> [Extracted data]:
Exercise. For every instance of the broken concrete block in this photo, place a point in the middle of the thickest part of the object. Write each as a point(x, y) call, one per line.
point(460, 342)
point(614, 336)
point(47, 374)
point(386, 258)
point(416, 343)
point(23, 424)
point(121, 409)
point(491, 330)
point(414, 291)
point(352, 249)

> [Task]:
Give every line of the listing again. Keep each one exact.

> [Written solution]:
Exercise. For every instance of the broken concrete block in this photo, place a point in the middle of the thickest part of the object. Write each as a point(x, y) call, one per line.
point(460, 342)
point(614, 336)
point(47, 374)
point(386, 258)
point(416, 343)
point(23, 424)
point(121, 409)
point(491, 330)
point(414, 291)
point(352, 249)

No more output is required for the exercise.